#### Input data:
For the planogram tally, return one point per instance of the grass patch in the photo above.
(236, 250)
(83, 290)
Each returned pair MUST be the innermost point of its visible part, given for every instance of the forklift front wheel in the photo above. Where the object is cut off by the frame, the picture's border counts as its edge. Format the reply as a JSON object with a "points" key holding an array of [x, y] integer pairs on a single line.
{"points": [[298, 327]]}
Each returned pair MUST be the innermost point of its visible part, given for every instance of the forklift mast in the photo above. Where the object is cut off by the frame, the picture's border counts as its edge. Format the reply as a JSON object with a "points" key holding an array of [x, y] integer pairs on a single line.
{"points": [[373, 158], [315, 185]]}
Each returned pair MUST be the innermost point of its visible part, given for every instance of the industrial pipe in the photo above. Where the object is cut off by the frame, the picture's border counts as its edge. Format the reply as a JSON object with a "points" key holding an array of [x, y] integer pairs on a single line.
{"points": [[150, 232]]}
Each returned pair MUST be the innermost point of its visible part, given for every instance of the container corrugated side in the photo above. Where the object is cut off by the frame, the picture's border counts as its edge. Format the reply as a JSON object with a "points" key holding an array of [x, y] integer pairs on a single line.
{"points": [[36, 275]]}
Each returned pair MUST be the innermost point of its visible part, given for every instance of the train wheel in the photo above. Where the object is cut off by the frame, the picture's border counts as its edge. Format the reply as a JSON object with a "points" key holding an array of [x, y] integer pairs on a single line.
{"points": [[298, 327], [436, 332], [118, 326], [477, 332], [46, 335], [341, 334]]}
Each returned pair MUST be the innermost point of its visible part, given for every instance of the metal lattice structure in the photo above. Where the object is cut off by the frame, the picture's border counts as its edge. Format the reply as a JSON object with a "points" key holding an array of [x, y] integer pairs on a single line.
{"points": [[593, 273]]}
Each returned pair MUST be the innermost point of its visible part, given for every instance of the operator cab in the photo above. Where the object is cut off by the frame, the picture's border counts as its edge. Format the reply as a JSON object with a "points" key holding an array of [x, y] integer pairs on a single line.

#### Work item:
Repeat the data above in full, word for word.

#### Output of the exercise:
For the planogram tally, return one point per instance of the grass patch in the photo above.
(236, 250)
(83, 290)
Each returned pair MUST be the innermost point of its visible part, given for every instance of the forklift front wheel in the photo above. Where the object is cut off by the frame, the picture's border counts as its edge. Format the reply as a JSON object with a "points" key holding an array of [x, y] integer pairs on a single line.
{"points": [[298, 327]]}
Each returned pair MUST be the innermost point of its visible part, given for every instance of the forklift mast in the photo above. Where the object is cut off by the frame, the picture's border counts as its edge. Format the reply as a JSON object with a "points" key holding an array of [x, y] integer pairs on a single line.
{"points": [[373, 158], [315, 185]]}
Each returned pair MUST be the innermost point of its visible part, given for every instance of the industrial pipe in the photo above. Where the object is cut off by the frame, the picture's border counts as its edge. Format the reply as a JSON object with a "points" key holding an array of [x, y] integer pairs on a single line.
{"points": [[150, 232]]}
Each returned pair MUST be the innermost point of its visible part, given for every instance of the container corrugated side in the photo above. Where the object is cut off by the frame, the picture's border counts as its edge. Format the reply as a JSON object with a "points" key holding an array of [x, y] integer pairs on a single line.
{"points": [[36, 275]]}
Each returned pair MUST be the innermost point of its visible part, given for every instance of the train wheel in the photo above. Where the object is cut off by the frame, the picture's border counts as its edge. Format the reply as a JSON object with a "points" key holding an array of [x, y] integer pairs on a single line.
{"points": [[298, 327], [436, 332], [118, 326], [477, 332], [46, 335], [341, 334]]}
Each returned pair MUST be the innermost point of its visible part, given for every instance of the metal lattice structure in the photo above. Where the object is cut off by the frame, the picture's border counts as its edge. Format the reply as a JSON object with a "points" key holding an array of [x, y] integer pairs on a single line.
{"points": [[593, 273]]}
Each returned pair MUST be the innermost point of its visible part, given for every instance of the operator cab in the photo above. Where the object is cut off by the frame, the picture's border counts as its edge. Format the reply as a JSON object with a "points" key holding an array of [x, y] integer pairs on a single line.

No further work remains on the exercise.